# WHAT THE TASK REQUIRES:
Print each of the following lines exactly as it appears, from the first to the last.

# DATASET RECORDS:
- - - -

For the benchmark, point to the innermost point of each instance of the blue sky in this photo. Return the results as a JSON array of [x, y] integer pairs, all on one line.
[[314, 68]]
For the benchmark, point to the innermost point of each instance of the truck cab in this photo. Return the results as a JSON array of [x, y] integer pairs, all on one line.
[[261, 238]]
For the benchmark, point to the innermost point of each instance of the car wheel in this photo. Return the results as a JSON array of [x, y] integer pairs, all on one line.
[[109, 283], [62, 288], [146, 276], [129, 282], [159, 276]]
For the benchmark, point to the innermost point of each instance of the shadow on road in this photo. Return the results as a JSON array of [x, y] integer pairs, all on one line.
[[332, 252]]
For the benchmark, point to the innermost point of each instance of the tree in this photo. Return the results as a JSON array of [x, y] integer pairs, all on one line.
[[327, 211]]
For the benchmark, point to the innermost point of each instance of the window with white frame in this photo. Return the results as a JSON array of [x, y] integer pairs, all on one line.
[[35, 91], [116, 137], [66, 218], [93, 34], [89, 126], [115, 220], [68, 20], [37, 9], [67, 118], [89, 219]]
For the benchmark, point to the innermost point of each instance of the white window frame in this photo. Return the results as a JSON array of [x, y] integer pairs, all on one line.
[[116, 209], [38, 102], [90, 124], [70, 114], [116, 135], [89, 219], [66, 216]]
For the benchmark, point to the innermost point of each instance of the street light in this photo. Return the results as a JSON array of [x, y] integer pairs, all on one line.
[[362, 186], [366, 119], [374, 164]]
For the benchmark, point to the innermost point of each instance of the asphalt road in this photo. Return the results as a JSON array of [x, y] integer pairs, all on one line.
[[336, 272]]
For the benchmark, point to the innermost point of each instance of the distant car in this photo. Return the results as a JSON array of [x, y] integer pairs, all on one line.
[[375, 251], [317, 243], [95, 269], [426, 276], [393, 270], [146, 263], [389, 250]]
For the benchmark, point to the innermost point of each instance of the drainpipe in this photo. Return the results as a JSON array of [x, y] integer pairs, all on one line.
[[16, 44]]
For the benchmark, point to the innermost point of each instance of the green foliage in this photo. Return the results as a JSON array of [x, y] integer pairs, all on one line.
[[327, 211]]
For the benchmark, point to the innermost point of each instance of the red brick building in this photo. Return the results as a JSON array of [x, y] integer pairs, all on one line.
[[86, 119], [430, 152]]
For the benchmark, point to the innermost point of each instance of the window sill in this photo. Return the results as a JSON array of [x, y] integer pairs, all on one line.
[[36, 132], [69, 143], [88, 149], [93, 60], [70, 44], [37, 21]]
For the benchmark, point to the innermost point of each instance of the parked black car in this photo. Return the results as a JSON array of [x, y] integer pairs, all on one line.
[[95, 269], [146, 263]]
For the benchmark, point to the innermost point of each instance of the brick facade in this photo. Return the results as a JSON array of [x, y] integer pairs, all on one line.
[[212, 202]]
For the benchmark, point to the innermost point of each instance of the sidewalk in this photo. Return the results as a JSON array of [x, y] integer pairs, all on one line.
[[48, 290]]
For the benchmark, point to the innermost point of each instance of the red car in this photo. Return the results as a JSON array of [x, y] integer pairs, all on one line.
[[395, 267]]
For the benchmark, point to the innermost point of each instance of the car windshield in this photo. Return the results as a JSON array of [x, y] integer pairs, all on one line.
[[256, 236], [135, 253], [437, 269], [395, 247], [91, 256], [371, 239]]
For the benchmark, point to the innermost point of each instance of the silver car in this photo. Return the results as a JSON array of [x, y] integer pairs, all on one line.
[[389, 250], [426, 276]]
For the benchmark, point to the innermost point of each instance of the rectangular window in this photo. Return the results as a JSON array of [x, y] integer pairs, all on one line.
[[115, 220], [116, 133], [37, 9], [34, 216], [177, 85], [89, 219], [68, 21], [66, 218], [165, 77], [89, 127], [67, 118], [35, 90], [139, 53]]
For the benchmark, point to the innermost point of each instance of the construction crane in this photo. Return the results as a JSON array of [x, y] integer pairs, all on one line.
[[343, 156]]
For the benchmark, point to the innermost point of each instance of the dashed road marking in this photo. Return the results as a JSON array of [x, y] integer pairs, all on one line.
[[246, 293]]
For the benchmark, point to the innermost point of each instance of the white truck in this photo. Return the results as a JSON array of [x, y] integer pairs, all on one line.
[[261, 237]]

- - - -

# THE ANSWER:
For the benchmark, point to the innermost point of each instance of the blue sky in this photo. Return the results as a JSON array of [x, y] integer pairs, all on one line.
[[314, 68]]
For the benchmark, point to the innermost point of each instance of the truck cab in this photo. Return the results as a JSON array of [x, y] integer pairs, all on one line.
[[261, 238]]
For the benchmark, point to the innermost point of each instance of the car wheel in this photo. Return the results as a JSON array of [x, y] integer pairs, all on one line.
[[109, 283], [62, 288], [146, 276], [129, 282], [159, 276]]
For the benchmark, point to the innermost point of each instance of the shadow on road in this photo. Return the results as a JSON array of [x, y] integer pairs, all on one line.
[[332, 252]]
For the benchmark, point to the innermost point of each instance of the tree in this photo. Return the results as a JSON array of [x, y] integer pairs, all on one line.
[[327, 211]]
For the benchmark, point to the innermost point of each instance of the window with white frame in this photo. Return the results as a JSON array of [x, y] integer pairs, all on one line.
[[35, 91], [116, 137], [66, 218], [93, 34], [89, 126], [115, 220], [68, 20], [37, 9], [67, 118], [89, 219]]
For the benchmark, point to the innermost point of each instance of the white window frame in this photo. Return the results as a JSON array of [x, y] integer pairs, all on one line.
[[116, 209], [38, 102], [90, 124], [70, 114], [116, 135], [89, 219], [66, 216]]
For the benchmark, point to the innermost point of each instance of the street light in this photo. Return the results as a JSON array of [x, y] integer pairs, all on one line.
[[362, 186], [366, 119], [374, 164]]
For the benchmark, point to the innermost point of each instance of the asphalt road in this photo. Return the results as a JSON array of [x, y] integer pairs, all on one line.
[[336, 272]]
For the benchmark, point to the innermost point of each instance of the distant car in this photo. Return the results as a JSON array of [x, y] integer pairs, all on one line.
[[375, 251], [317, 243], [95, 269], [426, 276], [393, 270], [146, 263], [389, 250]]
For the benchmark, point to the innermost point of each instance of the drainpipe in this photo. Return the results as a JSON array of [x, y] integer pairs, all on one line.
[[16, 44]]
For the benchmark, point to the innermost point of each instance of the green foliage in this photo. Return the results as a JSON array of [x, y] integer pairs, all on one line.
[[327, 211]]
For the benchmark, point to the innermost point of each instance of the red brick building in this photo. Return the results as a JSON array of [x, y] integer pairs, all on one line.
[[86, 119], [430, 152]]
For the benchmark, point to the innermost point of each instance of the window sill in this photo. Return the results as a JSON array of [x, y] integer pairs, all on one line.
[[36, 132], [69, 143], [88, 149], [93, 60], [70, 44], [37, 21]]
For the benchmark, point to the innermost point of each instance of the parked black car in this photo. Return the results as a JSON array of [x, y] integer pairs, all on one line.
[[95, 269], [146, 263]]
For the benchmark, point to the innermost point of each instance of the brick facade in this photo. Return the results as a JSON array of [x, y] integer pairs, all on one line.
[[212, 202]]
For the benchmark, point to the innermost point of each instance of the sidewalk in this photo. Return the results as a JSON array of [x, y] integer pairs, all on one line.
[[48, 290]]
For the benchmark, point to the innermost point of each instance of the red car in this photo. Return the results as a JSON array of [x, y] integer pairs, all on one line.
[[395, 267]]
For the benchmark, point to the innermost point of each instance of the car windshield in this photo. Return the results as a JSON array of [x, y] integer pairs, all on one line.
[[256, 236], [135, 253], [437, 269], [395, 247], [91, 256], [371, 239]]
For the benchmark, point to the innermost point of each instance of the silver car in this photo. Return the results as a JSON array of [x, y] integer pairs, all on one line.
[[389, 250], [426, 276]]
For the benchmark, point to the innermost point of each instance of the rectangular window in this photo. Return the results as a JSON array of [x, y] integer pairs, all on one line.
[[115, 220], [116, 133], [37, 9], [34, 216], [177, 85], [89, 219], [68, 21], [66, 218], [165, 77], [89, 127], [67, 118], [35, 90], [139, 53]]
For the benchmark, point to the innermost point of each instance of the construction crane in this photo. Return the results as a JSON array of [x, y] integer pairs, all on one line.
[[343, 156]]
For the benchmark, point to the innermost point of each instance of the dashed road marking in this photo. Return the results as a JSON array of [x, y] integer pairs, all on one line.
[[246, 293]]
For the benchmark, point to the innermost point of each instance of the white truck in this photo. Return the results as a JSON array of [x, y] integer pairs, all on one line.
[[261, 237]]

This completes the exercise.